Task requirements: Everything in the listing below should be written out again exactly, except the pictures.

Data extract:
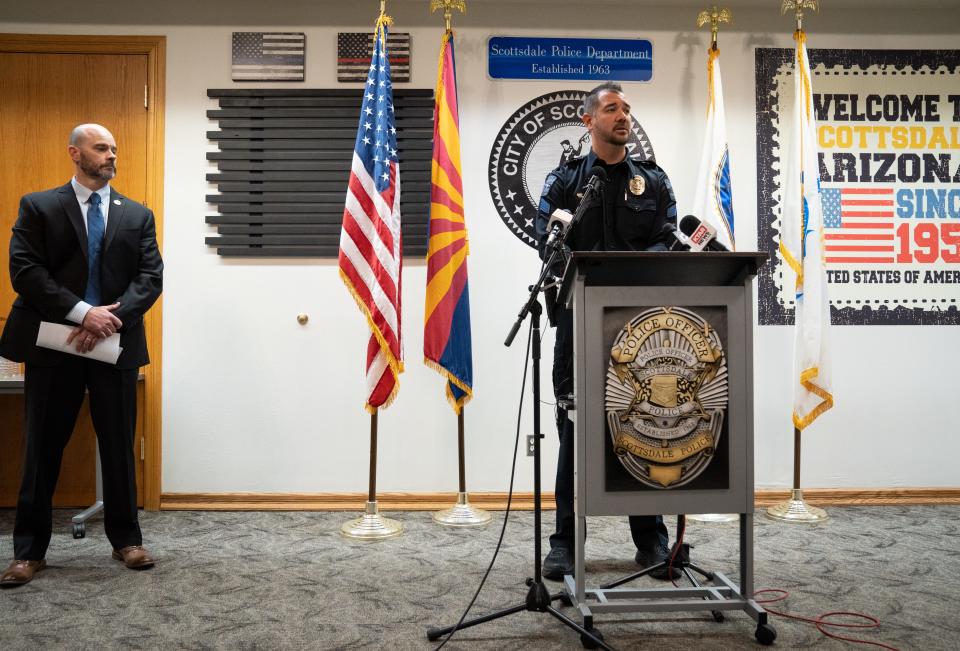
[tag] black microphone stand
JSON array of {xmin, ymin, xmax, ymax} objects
[{"xmin": 427, "ymin": 177, "xmax": 613, "ymax": 650}]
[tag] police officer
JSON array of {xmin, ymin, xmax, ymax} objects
[{"xmin": 535, "ymin": 82, "xmax": 677, "ymax": 581}]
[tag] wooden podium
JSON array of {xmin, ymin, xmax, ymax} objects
[{"xmin": 560, "ymin": 251, "xmax": 776, "ymax": 645}]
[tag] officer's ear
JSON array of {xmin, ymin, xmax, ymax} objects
[{"xmin": 582, "ymin": 111, "xmax": 594, "ymax": 131}]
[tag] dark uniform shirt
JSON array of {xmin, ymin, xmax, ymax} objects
[
  {"xmin": 535, "ymin": 150, "xmax": 678, "ymax": 399},
  {"xmin": 535, "ymin": 150, "xmax": 678, "ymax": 258}
]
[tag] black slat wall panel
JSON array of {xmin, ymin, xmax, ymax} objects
[{"xmin": 206, "ymin": 88, "xmax": 434, "ymax": 257}]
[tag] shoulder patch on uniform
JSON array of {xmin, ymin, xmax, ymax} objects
[{"xmin": 540, "ymin": 173, "xmax": 557, "ymax": 198}]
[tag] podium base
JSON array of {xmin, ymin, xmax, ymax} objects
[
  {"xmin": 340, "ymin": 501, "xmax": 404, "ymax": 540},
  {"xmin": 765, "ymin": 489, "xmax": 828, "ymax": 523},
  {"xmin": 433, "ymin": 492, "xmax": 492, "ymax": 527}
]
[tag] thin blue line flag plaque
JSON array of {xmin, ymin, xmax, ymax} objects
[{"xmin": 488, "ymin": 36, "xmax": 653, "ymax": 81}]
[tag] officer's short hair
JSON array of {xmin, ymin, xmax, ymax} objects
[{"xmin": 583, "ymin": 82, "xmax": 624, "ymax": 116}]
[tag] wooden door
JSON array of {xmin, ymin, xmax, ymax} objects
[{"xmin": 0, "ymin": 38, "xmax": 164, "ymax": 508}]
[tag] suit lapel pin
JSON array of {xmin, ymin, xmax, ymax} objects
[{"xmin": 113, "ymin": 199, "xmax": 122, "ymax": 206}]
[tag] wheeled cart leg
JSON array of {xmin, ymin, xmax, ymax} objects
[{"xmin": 71, "ymin": 453, "xmax": 103, "ymax": 539}]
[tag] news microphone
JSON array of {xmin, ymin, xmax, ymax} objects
[
  {"xmin": 544, "ymin": 208, "xmax": 573, "ymax": 251},
  {"xmin": 659, "ymin": 222, "xmax": 690, "ymax": 251},
  {"xmin": 547, "ymin": 208, "xmax": 573, "ymax": 233},
  {"xmin": 679, "ymin": 214, "xmax": 729, "ymax": 252}
]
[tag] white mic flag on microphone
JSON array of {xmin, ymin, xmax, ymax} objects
[{"xmin": 546, "ymin": 208, "xmax": 573, "ymax": 233}]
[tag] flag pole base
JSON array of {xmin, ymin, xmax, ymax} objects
[
  {"xmin": 340, "ymin": 501, "xmax": 404, "ymax": 540},
  {"xmin": 432, "ymin": 491, "xmax": 492, "ymax": 527},
  {"xmin": 765, "ymin": 489, "xmax": 828, "ymax": 523},
  {"xmin": 687, "ymin": 513, "xmax": 738, "ymax": 523}
]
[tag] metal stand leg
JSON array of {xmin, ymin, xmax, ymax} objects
[
  {"xmin": 427, "ymin": 300, "xmax": 613, "ymax": 650},
  {"xmin": 71, "ymin": 452, "xmax": 103, "ymax": 539}
]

Reply:
[tag] black microphone stand
JSON array of {xmin, ymin, xmax, ymax} objects
[{"xmin": 427, "ymin": 177, "xmax": 613, "ymax": 650}]
[tag] police officer
JSON array of {xmin, ymin, xmax, ymax} objects
[{"xmin": 535, "ymin": 82, "xmax": 677, "ymax": 581}]
[tag] wooden podium
JSON array of {xmin, ymin, xmax, ymax} objects
[{"xmin": 560, "ymin": 251, "xmax": 776, "ymax": 645}]
[tag] officer's ear
JSON array of {xmin, ymin, xmax, ymax} objects
[{"xmin": 582, "ymin": 111, "xmax": 594, "ymax": 131}]
[tag] dark uniform shirt
JSON array of {xmin, ymin, xmax, ymax} objects
[
  {"xmin": 535, "ymin": 150, "xmax": 678, "ymax": 399},
  {"xmin": 535, "ymin": 150, "xmax": 678, "ymax": 258}
]
[tag] black slat wall panel
JSON array of {xmin, ymin, xmax, ymax} objects
[{"xmin": 206, "ymin": 88, "xmax": 434, "ymax": 257}]
[tag] shoulder patch on uniform
JSON array of {xmin, ymin, xmax, ymax} objects
[{"xmin": 540, "ymin": 173, "xmax": 557, "ymax": 198}]
[tag] podium base
JSON array of {xmin, ymin, xmax, ymax} objects
[
  {"xmin": 340, "ymin": 501, "xmax": 404, "ymax": 540},
  {"xmin": 765, "ymin": 489, "xmax": 828, "ymax": 523},
  {"xmin": 433, "ymin": 492, "xmax": 492, "ymax": 527}
]
[tag] thin blue line flag plaque
JSON array of {xmin, ymin, xmax, ymax} objects
[{"xmin": 488, "ymin": 36, "xmax": 653, "ymax": 81}]
[tag] officer's short hair
JSON array of {xmin, ymin, xmax, ymax} objects
[{"xmin": 583, "ymin": 82, "xmax": 624, "ymax": 116}]
[tag] wooden door
JSON array of {xmin, ymin, xmax, ymax} objects
[{"xmin": 0, "ymin": 38, "xmax": 164, "ymax": 508}]
[tag] suit lapel pin
JSON array of {xmin, ymin, xmax, ymax} objects
[{"xmin": 113, "ymin": 199, "xmax": 122, "ymax": 206}]
[tag] wheeled cart leg
JSON array of {xmin, ymin, xmax, ymax} objects
[{"xmin": 71, "ymin": 453, "xmax": 103, "ymax": 539}]
[tag] news microphone
JSON array of {xmin, ymin, xmax, ymax} objects
[
  {"xmin": 544, "ymin": 208, "xmax": 573, "ymax": 251},
  {"xmin": 659, "ymin": 222, "xmax": 690, "ymax": 251},
  {"xmin": 547, "ymin": 208, "xmax": 573, "ymax": 233},
  {"xmin": 679, "ymin": 214, "xmax": 729, "ymax": 252}
]
[tag] white mic flag on microphone
JSON array of {xmin, ymin, xmax, ymax} objects
[{"xmin": 546, "ymin": 208, "xmax": 573, "ymax": 233}]
[tag] flag pole base
JSON array of {xmin, ymin, xmax, ymax} objects
[
  {"xmin": 340, "ymin": 501, "xmax": 404, "ymax": 540},
  {"xmin": 432, "ymin": 491, "xmax": 492, "ymax": 527},
  {"xmin": 765, "ymin": 489, "xmax": 828, "ymax": 523},
  {"xmin": 687, "ymin": 513, "xmax": 738, "ymax": 523}
]
[tag] metal stand leg
JSON array of {xmin, ymin, xmax, ymax} objects
[
  {"xmin": 427, "ymin": 300, "xmax": 613, "ymax": 650},
  {"xmin": 71, "ymin": 452, "xmax": 103, "ymax": 539}
]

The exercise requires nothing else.